PASSAGE:
*** Block opens ***

Instead of having the selection of a single rule being the crux of decision making, Soar's decision making occurs through the selection and applications of operators, that are proposed, evaluated, and applied by rules. An operator is proposed by rules that test the current state and create a representation of the operator in working memory as well as an acceptable preference, which indicates that the operator should be considered for selection and application. Additional rules match with the proposed operator and create additional preferences that compare and evaluate it against other proposed operators. The preferences are analyzed by a decision procedure, which selects the preferred operator and installs it as the current operator in working memory. Rules that match the current operator then fire to apply it and make changes to working memory. The changes to working memory can be simple inferences, queries for retrieval from Soar's long-term semantic or episodic memories, commands to the motor system to perform actions in an environment, or interactions with the Spatial Visual System (SVS), which is working memory's interface to perception. These changes to working memory lead to new operators being proposed and evaluated, followed by the selection of one and its application.

===Reinforcement learning===
Soar supports reinforcement learning, which tunes the values of rules that create numeric preferences for evaluating operators, based on reward. To provide maximal flexibility, there is a structure in working memory where reward is created.

===Impasses, substates, and chunking===
If the preferences for the operators are insufficient to specify the selection of a single operator, or there are insufficient rules to apply an operator, an impasse arises. In response to an impasse, a substate is created in working memory, with the goal being to resolve the impasse. Additional procedural knowledge can then propose and select operators in the substate to gain more knowledge, and either create preferences in the original state or modify that state so the impasse is resolved. Substates provide a means for on-demand complex reasoning, including hierarchical task decomposition, planning, and access to the declarative long-term memories. Once the impasse is resolved, all of the structures in the substate are removed except for any results. Soar's chunking mechanism compiles the processing in the substate which led to results into rules. In the future, the learned rules automatically fire in similar situations so that no impasse arises, incrementally converting complex reasoning into automatic/reactive processing. Recently, the overall Universal Subgoaling procedure has been extended through a mechanism of goal-directed and automatic knowledge base augmentation that allows to solve an impasse by recombining, in an innovative and problem-oriented way, the knowledge possessed by a Soar agent.

===Symbolic input and output===
Symbolic input and output occurs through working memory structures attached to the top state called the input-link and the output-link. If structures are created on the output-link in working memory, these are translated into commands for external actions (e.g., motor control).

*** Block closes ***

WORK TO BE COMPLETED: Continue the passage on the Soar architecture from the end of its last sentence.

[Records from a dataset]

*** Block opens ***

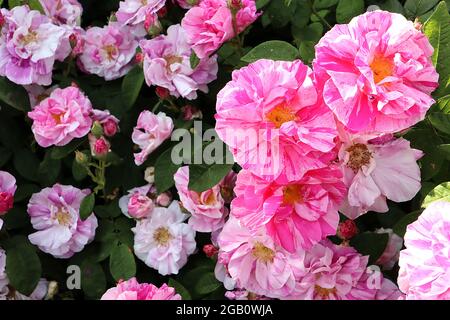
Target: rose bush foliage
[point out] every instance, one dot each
(355, 94)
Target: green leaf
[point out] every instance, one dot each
(207, 283)
(87, 206)
(274, 50)
(16, 218)
(164, 171)
(278, 13)
(400, 226)
(347, 9)
(204, 177)
(371, 244)
(393, 6)
(93, 279)
(24, 191)
(79, 172)
(27, 164)
(62, 152)
(5, 155)
(111, 210)
(443, 104)
(437, 29)
(427, 141)
(36, 5)
(121, 263)
(440, 121)
(194, 60)
(324, 4)
(131, 86)
(439, 193)
(446, 149)
(180, 289)
(307, 52)
(22, 265)
(301, 15)
(261, 3)
(49, 170)
(14, 95)
(415, 8)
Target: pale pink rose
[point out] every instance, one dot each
(37, 93)
(425, 263)
(332, 272)
(108, 52)
(139, 202)
(273, 120)
(7, 189)
(4, 290)
(296, 214)
(210, 24)
(207, 208)
(255, 263)
(110, 123)
(376, 72)
(376, 172)
(163, 241)
(151, 130)
(390, 255)
(63, 12)
(55, 214)
(167, 65)
(389, 291)
(29, 45)
(60, 118)
(164, 199)
(133, 290)
(186, 4)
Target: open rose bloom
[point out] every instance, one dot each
(376, 72)
(62, 117)
(424, 264)
(55, 214)
(167, 64)
(7, 189)
(210, 24)
(29, 46)
(296, 214)
(151, 130)
(108, 52)
(273, 120)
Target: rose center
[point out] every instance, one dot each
(382, 67)
(280, 114)
(111, 51)
(171, 59)
(324, 292)
(29, 38)
(292, 194)
(162, 236)
(262, 253)
(359, 156)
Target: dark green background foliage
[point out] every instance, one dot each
(288, 29)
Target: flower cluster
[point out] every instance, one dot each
(314, 148)
(312, 142)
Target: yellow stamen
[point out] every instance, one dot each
(382, 67)
(280, 114)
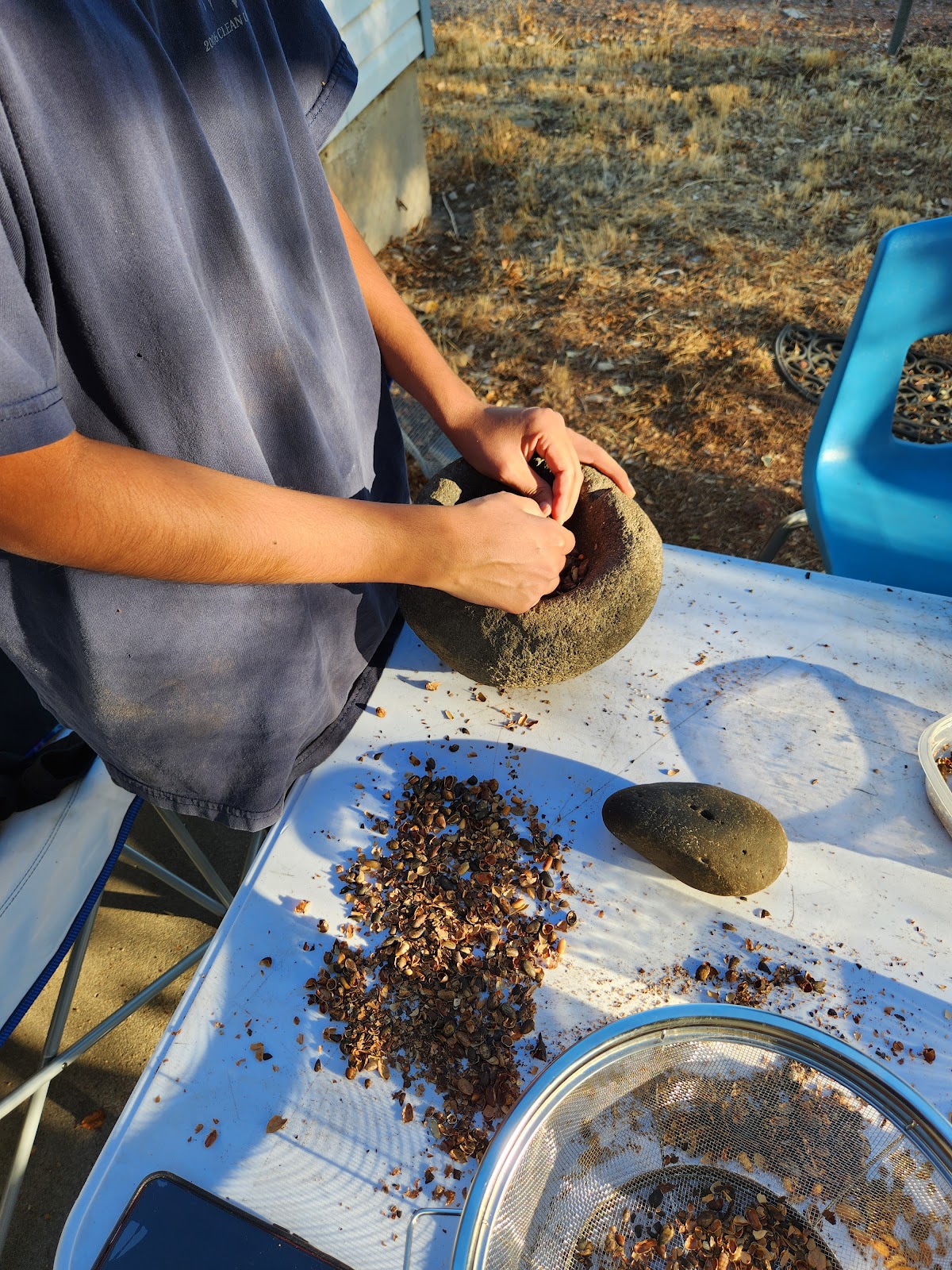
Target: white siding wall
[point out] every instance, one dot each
(384, 37)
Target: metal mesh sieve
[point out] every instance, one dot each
(712, 1140)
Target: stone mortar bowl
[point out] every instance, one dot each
(568, 633)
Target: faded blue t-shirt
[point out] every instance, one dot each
(173, 277)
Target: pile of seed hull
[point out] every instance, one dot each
(577, 565)
(814, 1142)
(710, 1233)
(471, 912)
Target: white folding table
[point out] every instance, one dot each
(805, 692)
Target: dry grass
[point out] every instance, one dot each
(640, 215)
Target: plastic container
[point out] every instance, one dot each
(935, 743)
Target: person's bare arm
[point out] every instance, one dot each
(114, 510)
(498, 441)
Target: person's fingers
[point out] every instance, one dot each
(594, 456)
(562, 461)
(528, 482)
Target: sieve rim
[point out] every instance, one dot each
(804, 1043)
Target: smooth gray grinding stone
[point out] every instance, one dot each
(704, 836)
(565, 634)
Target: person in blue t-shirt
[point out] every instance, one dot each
(202, 487)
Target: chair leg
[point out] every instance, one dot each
(196, 855)
(899, 29)
(31, 1124)
(795, 521)
(198, 897)
(254, 846)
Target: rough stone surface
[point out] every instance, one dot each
(565, 634)
(704, 836)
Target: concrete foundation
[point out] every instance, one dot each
(378, 165)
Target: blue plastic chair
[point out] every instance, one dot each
(881, 507)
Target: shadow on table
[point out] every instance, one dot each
(763, 727)
(342, 1145)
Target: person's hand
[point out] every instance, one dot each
(501, 442)
(501, 552)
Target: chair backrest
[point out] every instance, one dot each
(881, 507)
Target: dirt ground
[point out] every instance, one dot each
(631, 201)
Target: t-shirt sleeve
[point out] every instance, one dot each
(32, 410)
(323, 69)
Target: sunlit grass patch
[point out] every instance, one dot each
(643, 206)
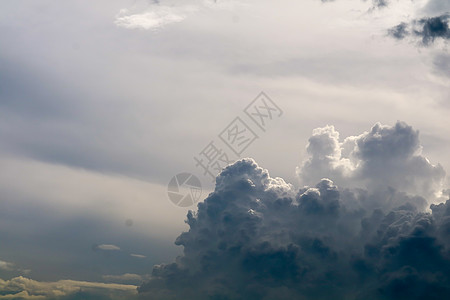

*** Block closes ***

EXERCISE ANSWER:
===Spatial visual system and mental imagery===
To support interaction with vision systems and non-symbolic reasoning, Soar has its Spatial Visual System (SVS). SVS internally represents the world as a scene graph, a collection of objects and component subobjects each with spatial properties such as shape, location, pose, relative position, and scale. A Soar agent using SVS can create filters to automatically extract features and relations from its scene graph, which are then added to working memory. In addition, a Soar agent can add structures to SVS and use it for mental imagery. For example, an agent can create a hypothetical object in SVS at a given location and query to see if it collides with any perceived objects.

===Semantic memory===
Semantic Memory (SMEM) in Soar is designed to be a very large long-term memory of fact-like structures. Data in SMEM is represented as directed cyclic graphs. Structures can be stored or retrieved by rules that create commands in a reserved area of working memory. Retrieved structures are added to working memory.

SMEM structures have activation values that represent the frequency or recency of usage of each memory, implementing the base-level activation scheme originally developed for ACT-R. During retrieval, the structure in SMEM that matches the query and has the highest activation is retrieved. Soar also supports spreading activation, where activation spreads from SMEM structures that have been retrieved into working memory to other long-term memories that they are linked to. These memories in turn spread activation to their neighbor memories, with some decay. Spreading activation is a mechanism for allowing the current context to influence retrievals from semantic memory.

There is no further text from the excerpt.